Given he should know having enjoyed major success as a player during the last golden age for the domestic game, Shamrock Rovers manager Stephen Bradley believes Dundalk are operating off the biggest budget he’s ever seen in the League of Ireland.
Champions Rovers, insists Bradley, are doing it their way ahead of Dundalk rolling up to Tallaght Stadium for tonight’s first league clash of the campaign.
In its Celtic Tiger era boom years, wages in the league rose 10 times faster than the industrial average between 2005 and 2008, a time when Bradley starred for Drogheda United in winning the FAI Cup (2005) and league (2007).
Dundalk’s current spending is a throwback to those profligate times and greatly exceeds their rivals. Something the club admitted last year.
“Our wage bill is double that of anyone in the league so we’ve got to do better,” said Matt Hulsizer, founder of Peak6 who own Dundalk, when speaking to the Irish Examiner last October in reference to the club’s poor league form which saw them finish third in the table, if beating Rovers in the FAI Cup final brought some solace.
"I’m sure the owners expect them to be right there winning,” said Bradley yesterday of tonight’s visitors to Dublin 24. “What they are spending, it’s the biggest I’ve ever seen in this country, so I imagine they’d expect to win everything that’s in their path.
“League One clubs can’t compete with them in the market, that shows where you are. In Ireland, it blows everyone out of the water. We still expect to win, but we do it a different way.”

## Exercise 1:
In the article on Shamrock Rovers and Dundalk, which two trophies did Bradley win with Drogheda United, and in which years?
## Exercise 2:
Summarize the article on Shamrock Rovers and Dundalk in two sentences.
## Exercise 3:
Continue the article on Shamrock Rovers and Dundalk from the point where it stops.

## Extracted entries:
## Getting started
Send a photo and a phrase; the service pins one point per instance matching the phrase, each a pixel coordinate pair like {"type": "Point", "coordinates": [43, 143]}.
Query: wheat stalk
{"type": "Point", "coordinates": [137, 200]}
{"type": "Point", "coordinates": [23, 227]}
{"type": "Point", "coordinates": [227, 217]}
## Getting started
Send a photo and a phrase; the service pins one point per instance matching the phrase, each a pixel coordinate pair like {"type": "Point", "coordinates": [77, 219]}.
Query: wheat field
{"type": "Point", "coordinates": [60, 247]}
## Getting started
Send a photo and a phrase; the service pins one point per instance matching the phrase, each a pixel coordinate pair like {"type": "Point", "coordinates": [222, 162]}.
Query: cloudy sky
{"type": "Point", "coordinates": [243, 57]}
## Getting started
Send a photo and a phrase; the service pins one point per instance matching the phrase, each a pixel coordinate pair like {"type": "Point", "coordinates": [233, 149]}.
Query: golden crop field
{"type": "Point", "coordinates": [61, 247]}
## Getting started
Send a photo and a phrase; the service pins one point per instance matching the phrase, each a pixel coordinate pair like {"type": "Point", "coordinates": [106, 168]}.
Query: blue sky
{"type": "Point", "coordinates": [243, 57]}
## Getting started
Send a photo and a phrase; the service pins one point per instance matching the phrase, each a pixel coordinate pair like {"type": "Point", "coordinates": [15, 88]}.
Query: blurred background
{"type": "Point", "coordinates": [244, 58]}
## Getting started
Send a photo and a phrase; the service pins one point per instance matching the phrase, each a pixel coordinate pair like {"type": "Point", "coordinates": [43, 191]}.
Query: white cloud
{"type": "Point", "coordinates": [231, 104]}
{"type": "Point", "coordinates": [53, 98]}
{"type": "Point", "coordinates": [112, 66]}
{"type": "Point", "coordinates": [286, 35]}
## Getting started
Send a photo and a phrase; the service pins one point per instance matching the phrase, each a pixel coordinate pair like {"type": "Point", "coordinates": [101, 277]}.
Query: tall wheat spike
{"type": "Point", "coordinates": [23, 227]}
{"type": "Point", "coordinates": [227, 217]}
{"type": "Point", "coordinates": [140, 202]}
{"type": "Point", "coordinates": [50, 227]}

## Exercise response 1:
He won the FAI Cup in 2005 and the league in 2007.

## Exercise response 2:
Ahead of Dundalk's visit to Tallaght Stadium for the first league meeting of the season, Shamrock Rovers manager Stephen Bradley said Dundalk are spending more than any club he has seen in the League of Ireland, a level that recalls the Celtic Tiger boom years. Dundalk's owner admitted last year that the club's wage bill was double that of anyone else in the league, while Bradley said champions Rovers still expect to win but do it a different way.

## Exercise response 3:
There will also be a different face in Hoops’ defence this evening as key centre-back Roberto Lopes is in Covid quarantine having helped Cape Verde to qualify for the Africa Cup of Nations in a 3-1 win over Cameroon last Friday.
The same day the Irish Government introduced further anti-Covid legislation, ruling that arrivals from Category Two countries — which includes Cape Verde — must quarantine in a designated hotel for 12 days.
Rovers expect to be at full strength otherwise. Dundalk are not so fortunate. Giant Faroese defender Sonni Nattestad is suspended while midfielders Daniel Kelly and Sean Murray are out injured.
“Everybody is chomping at the bit to try to redeem their individual and collective reputations after last week’s shock home defeat to Finn Harps,” said Dundalk manager Shane Keegan.
“It doesn’t matter who the opposition is, but it probably does add extra focus to have Rovers. There’s plenty of needle between both sides, that’s for sure.”